──────── EXTRACTED DATA ────────

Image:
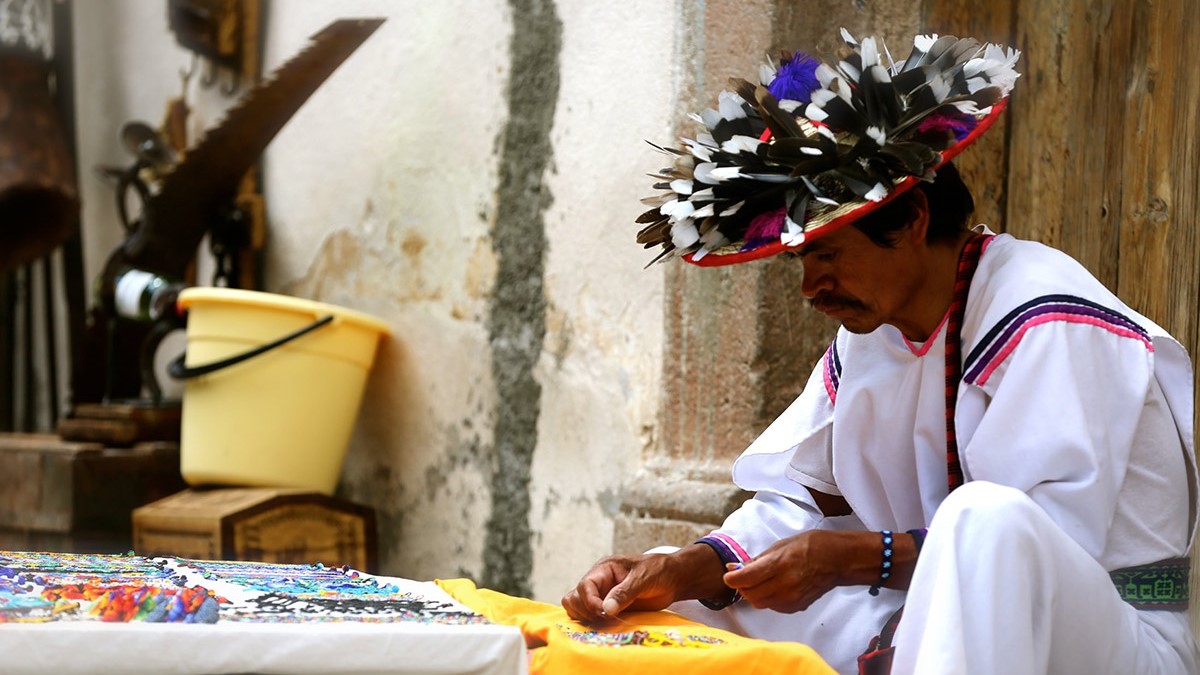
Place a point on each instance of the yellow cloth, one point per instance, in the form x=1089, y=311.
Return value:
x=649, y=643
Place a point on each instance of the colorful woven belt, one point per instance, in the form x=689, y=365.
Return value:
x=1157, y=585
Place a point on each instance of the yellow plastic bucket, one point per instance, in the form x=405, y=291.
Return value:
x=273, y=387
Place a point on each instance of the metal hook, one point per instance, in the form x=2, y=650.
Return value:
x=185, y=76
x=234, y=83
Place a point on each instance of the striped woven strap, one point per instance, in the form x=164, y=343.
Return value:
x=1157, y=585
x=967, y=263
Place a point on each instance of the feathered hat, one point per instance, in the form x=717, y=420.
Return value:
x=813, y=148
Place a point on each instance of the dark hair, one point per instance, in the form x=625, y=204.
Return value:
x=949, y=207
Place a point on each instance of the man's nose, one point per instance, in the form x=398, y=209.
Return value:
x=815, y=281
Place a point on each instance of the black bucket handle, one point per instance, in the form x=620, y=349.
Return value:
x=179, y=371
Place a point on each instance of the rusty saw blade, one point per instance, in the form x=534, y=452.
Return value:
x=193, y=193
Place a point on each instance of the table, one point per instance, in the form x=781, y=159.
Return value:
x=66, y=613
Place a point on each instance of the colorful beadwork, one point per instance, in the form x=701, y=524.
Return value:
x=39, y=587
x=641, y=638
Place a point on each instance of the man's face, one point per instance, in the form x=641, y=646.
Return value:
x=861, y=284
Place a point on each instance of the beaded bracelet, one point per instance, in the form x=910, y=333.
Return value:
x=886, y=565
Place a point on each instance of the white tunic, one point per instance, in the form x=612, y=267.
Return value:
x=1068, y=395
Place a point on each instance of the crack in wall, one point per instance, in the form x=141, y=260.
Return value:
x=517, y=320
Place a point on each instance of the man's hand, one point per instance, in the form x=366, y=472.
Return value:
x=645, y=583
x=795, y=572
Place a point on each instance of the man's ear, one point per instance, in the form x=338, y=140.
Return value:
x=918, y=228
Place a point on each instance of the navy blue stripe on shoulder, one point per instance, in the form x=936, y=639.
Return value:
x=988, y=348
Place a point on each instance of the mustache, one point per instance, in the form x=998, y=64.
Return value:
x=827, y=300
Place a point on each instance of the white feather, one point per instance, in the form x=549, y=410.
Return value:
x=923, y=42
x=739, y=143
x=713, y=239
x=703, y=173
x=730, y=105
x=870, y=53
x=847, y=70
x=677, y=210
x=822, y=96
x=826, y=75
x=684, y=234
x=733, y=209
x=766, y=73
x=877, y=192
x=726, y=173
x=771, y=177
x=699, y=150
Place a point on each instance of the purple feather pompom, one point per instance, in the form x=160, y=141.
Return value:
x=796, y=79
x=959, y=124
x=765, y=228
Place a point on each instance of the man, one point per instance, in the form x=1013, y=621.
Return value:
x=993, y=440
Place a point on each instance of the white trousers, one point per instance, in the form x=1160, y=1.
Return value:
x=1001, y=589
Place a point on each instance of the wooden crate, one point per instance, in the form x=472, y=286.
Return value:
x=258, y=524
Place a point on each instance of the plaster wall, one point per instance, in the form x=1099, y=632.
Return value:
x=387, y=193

────────
──────── EXTRACTED DATA ────────

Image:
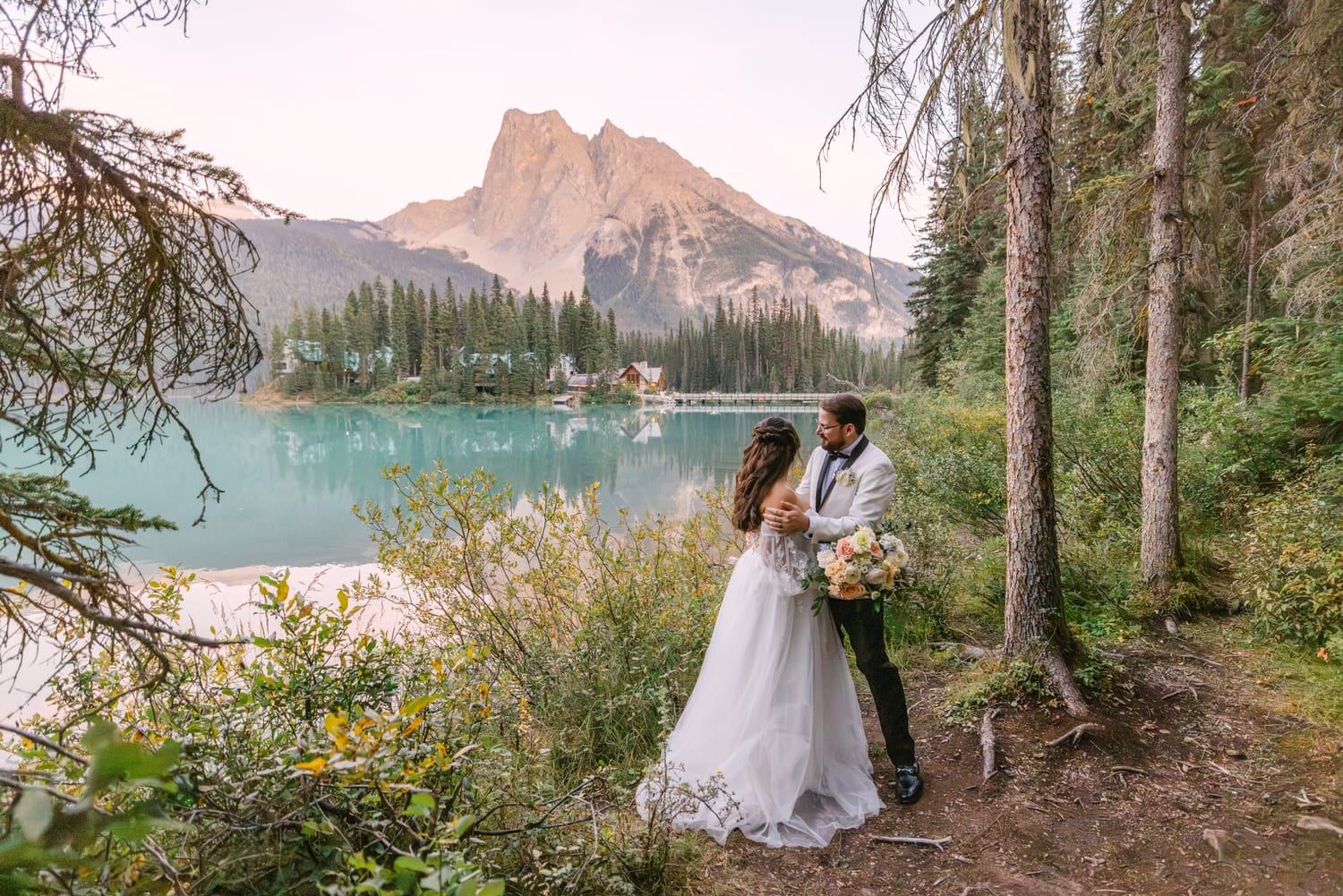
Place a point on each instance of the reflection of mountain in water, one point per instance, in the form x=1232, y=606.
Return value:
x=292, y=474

────────

> SHORT PROBLEM
From both blocks above, pick out each line that contains the word "colorful" and copy it unchanged.

> ANSWER TO THE TASK
Place a point on each instance of the colorful woven belt, one point per instance, in the form x=689, y=365.
Place a point on each instance of the colorful beadwork, one point per instance, in the form x=701, y=524.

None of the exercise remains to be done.